* _TEXTO DE ORIGEN_:
──────

La
década de los cuarenta, tras el golpe de estado de Franco, estuvo
marcada, por la represión y el exilio. Pero una de las cosas que
afectó a la mayoría de la población fue la situación de miseria
en que vivió sumida. Aquellos años quedaron grabados en la memoria
colectiva como momentos de escasez, penuria y en definitiva, de
miseria generalizada.
Poder
asegurase la subsistencia exigió un esfuerzo extraordinario de
recursos, de tiempo e imaginación que los sectores más
desfavorecidos (la mayoría), apenas pudieron conseguirlo. Las largas
colas en los escasos y mal abastecidos establecimientos, denominados
en aquella época “coloniales” (ultramarinos),
constituyen una realidad insoslayable.
Con los
salarios reducidos y estancados, la escasez y carestía de los
alimentos, adquirió tintes dramáticos. El 14 de Mayo de 1939 se
establecía un sistema de racionamiento de artículos de primera
necesidad para asegurar el abastecimiento a la población. Mediante
una política de intervención general, el decreto del 28 de Junio de
1939, se fijaban las cantidades que serían entregadas a precio de
tasa.
Las
raciones variaban si se trataba de mujeres, de mayores de 70 o de
menores de 14 años. Para los dos primeros, la ración era el 80% de
la de un hombre adulto, mientras que para los menores era del 50 o
60% del mismo. El racionamiento que se estableció en un principio
fue de carácter familiar, pasando mas tarde a ser individual.
Para
tener derecho a la adquisición de aquellos artículos de primera
necesidad era imprescindible estar en posesión de una cartilla
denominada “Cartilla de Racionamiento”. Se
establecían tres tipos de clasificaciones:
La de
primera, la de segunda y la de tercera, que correspondía a sectores
de mayor a menor poder adquisitivo. Había un aporte especial de
suplementos de cupones para quienes por su trabajo (principalmente
minero), lo precisasen y entonces la venta se hacía en economatos.
Pero en situaciones de empeoramiento, se pedía que las raciones se
cediesen a éstas personas.
Para
ello, mediante un Decreto del Ministerio de Industria y Comercio del
28 de Junio de 1939, se fijaban las raciones. Por ejemplo, para un
hombre adulto se establecían en ”...400 gramos diarios de
pan, 250 gramos de patatas, 100 gramos de legumbres secas (arroz,
alubias, garbanzos o lentejas); 5 decílitros de aceite, 10 gramos de
café, 30 gramos de azúcar, 125 gramos de carne, 25 gramos de
tocino, 75 gramos de bacalao y 200 gramos de pescado fresco...”.

──────

* _DATOS DEL EJERCICIO_:
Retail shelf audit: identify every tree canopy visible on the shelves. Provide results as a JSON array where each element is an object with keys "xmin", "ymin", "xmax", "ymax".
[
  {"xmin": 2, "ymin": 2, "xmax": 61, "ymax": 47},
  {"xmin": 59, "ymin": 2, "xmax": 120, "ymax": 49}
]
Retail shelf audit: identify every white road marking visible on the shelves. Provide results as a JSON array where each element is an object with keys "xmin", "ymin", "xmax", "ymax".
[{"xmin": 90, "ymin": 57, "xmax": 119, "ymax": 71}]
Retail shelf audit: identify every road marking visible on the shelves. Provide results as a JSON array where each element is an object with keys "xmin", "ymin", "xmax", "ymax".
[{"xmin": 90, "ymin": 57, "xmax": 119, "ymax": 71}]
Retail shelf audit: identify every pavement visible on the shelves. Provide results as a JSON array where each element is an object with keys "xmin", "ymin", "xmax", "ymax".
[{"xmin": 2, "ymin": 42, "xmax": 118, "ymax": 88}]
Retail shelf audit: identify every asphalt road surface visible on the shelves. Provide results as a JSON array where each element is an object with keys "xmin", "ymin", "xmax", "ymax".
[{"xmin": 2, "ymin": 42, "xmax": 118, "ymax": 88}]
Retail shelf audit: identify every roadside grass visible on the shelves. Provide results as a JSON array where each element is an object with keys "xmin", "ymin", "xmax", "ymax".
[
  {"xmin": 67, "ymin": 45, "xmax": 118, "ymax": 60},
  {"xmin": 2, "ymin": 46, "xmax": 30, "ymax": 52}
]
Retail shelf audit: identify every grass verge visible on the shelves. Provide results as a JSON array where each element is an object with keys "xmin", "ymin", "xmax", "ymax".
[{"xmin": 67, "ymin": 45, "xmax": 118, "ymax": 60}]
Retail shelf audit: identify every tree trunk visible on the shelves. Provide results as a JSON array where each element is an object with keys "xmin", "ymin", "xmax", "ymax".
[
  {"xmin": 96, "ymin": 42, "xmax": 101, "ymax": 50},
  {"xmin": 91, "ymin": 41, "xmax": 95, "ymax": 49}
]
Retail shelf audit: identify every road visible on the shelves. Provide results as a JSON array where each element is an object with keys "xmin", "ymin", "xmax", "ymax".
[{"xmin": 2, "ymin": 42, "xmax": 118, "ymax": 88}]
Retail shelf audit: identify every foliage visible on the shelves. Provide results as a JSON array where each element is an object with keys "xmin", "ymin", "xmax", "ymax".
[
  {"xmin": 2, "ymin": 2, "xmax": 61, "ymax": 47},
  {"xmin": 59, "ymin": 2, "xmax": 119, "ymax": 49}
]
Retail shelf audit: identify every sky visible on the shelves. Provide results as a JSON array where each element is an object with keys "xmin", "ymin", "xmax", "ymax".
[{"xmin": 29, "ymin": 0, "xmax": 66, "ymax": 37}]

──────

* _LISTA DE TAREAS_:
A: En el listado, desde la línea que contiene "Retail shelf audit: identify every road visible" hasta el final del listado, cambie "shelves" por "racks" y reproduzca esas líneas sin ninguna otra modificación.
B: Retome el texto sobre el racionamiento en la posguerra española y continúelo a partir de su última frase.
El texto de origen y el listado no guardan relación alguna entre sí.

* _RESPUESTAS POR TAREA_:
A:
Retail shelf audit: identify every road visible on the racks. Provide results as a JSON array where each element is an object with keys "xmin", "ymin", "xmax", "ymax".
[{"xmin": 2, "ymin": 42, "xmax": 118, "ymax": 88}]
Retail shelf audit: identify every foliage visible on the racks. Provide results as a JSON array where each element is an object with keys "xmin", "ymin", "xmax", "ymax".
[
  {"xmin": 2, "ymin": 2, "xmax": 61, "ymax": 47},
  {"xmin": 59, "ymin": 2, "xmax": 119, "ymax": 49}
]
Retail shelf audit: identify every sky visible on the racks. Provide results as a JSON array where each element is an object with keys "xmin", "ymin", "xmax", "ymax".
[{"xmin": 29, "ymin": 0, "xmax": 66, "ymax": 37}]

B:
Para la
mayor parte de los productos y en particular para el pan, leche en
polvo, carne (que era sustituida principalmente por tocino),
chocolate y la sal, se impuso un nuevo sistema de racionamiento en el
año 1941. La política de distribución de raciones por persona fue
claramente insuficiente. La población pasaba hambre.
En
aquellas condiciones, la población se vio obligada a recurrir al
mercado negro “estraperlo” (comercio ilegal de
artículos intervenidos por el Estado o sujetos a tasa), la picaresca
(la venta o reventa), para proveerse de alimentos básicos. Los
precios en dicho mercado eran desorbitados. Adquirían unos niveles
imposibles de alcanzar para la mayor parte de la población. El
estraperlo, aunque ilegal, estaba tolerado y era una salida a la
crisis de alimentación de la época.
También
el estraperlo afectaba a algo tan básico como la salud. En la
posguerra, la penicilina se conseguía muchas veces pagando
cantidades inimaginables por unas dosis de esperanza.
Se hacía
estraperlo en los barcos que entraban a puerto; comprando en zonas
rurales para vender el género en las ciudades. Para burlar los
controles de fielatos y carabineros se arrojaba el género comprado
desde el tren antes de llegar al punto de destino. Otros iban por el
monte a las provincias limítrofes de Burgos o Santander. Fue famoso
el tren llamado “el hullero”, de La Robla. Los
alimentos adquiridos los traían bajo los asientos.
El censo
del racionamiento superaba al de los habitantes del país en un
millón de personas, debido al fraude de tener varias cartillas y a
la inclusión de difuntos. En 1943 la cartilla empezó a ser
individual. Así todo, el número de consumidores del racionamiento
superó en 100.000 personas al del censo de población.
Además
de las restricciones alimentarias existía otra que afectaba a los
fumadores: la cartilla de racionamiento para el tabaco. Los mayores
de 18 años podían adquirir la “cartilla de fumador”
con sus correspondientes cupones. Se decía que “...como los
certificados de defunción tardaban en llegar a los estancos, fumaban
hasta los difuntos...” También la picaresca existía con
el tabaco “...algunos que no fumaban, compraban un cuarterón
o tres capachas (tabaco de liar con palos que rompían el papel de
fumar) o varios paquetes de “caldo de gallina” y los cambiaba por
una hogaza de pan de estraperlo en el mercado negro...”.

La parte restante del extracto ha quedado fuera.